## Listed entries
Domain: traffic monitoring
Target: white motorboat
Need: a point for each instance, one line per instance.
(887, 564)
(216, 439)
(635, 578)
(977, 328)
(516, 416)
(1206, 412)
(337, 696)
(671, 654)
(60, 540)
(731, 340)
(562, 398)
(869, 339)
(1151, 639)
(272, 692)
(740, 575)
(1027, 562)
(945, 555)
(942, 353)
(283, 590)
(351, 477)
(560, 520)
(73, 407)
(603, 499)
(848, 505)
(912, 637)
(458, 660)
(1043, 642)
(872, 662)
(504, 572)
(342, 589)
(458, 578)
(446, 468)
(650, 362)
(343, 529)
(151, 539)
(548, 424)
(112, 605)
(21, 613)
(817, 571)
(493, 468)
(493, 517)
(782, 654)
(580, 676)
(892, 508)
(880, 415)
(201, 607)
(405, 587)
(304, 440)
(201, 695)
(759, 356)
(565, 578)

## Task statement
The output should restate the data exactly, with no line missing.

## Response for this exercise
Domain: traffic monitoring
Target: white motorboat
Need: a point for each instance, one line per instance.
(887, 564)
(216, 439)
(635, 578)
(977, 328)
(516, 416)
(1206, 412)
(337, 696)
(671, 654)
(60, 540)
(731, 340)
(562, 398)
(869, 339)
(1151, 639)
(272, 692)
(740, 575)
(1027, 562)
(945, 555)
(942, 353)
(283, 590)
(351, 477)
(560, 520)
(73, 407)
(603, 499)
(848, 505)
(912, 637)
(458, 660)
(1043, 642)
(872, 662)
(504, 572)
(342, 589)
(458, 578)
(446, 468)
(650, 362)
(343, 529)
(151, 539)
(548, 424)
(112, 605)
(21, 613)
(817, 571)
(493, 468)
(493, 517)
(782, 654)
(580, 676)
(892, 508)
(880, 415)
(201, 607)
(405, 587)
(304, 440)
(201, 695)
(759, 356)
(565, 578)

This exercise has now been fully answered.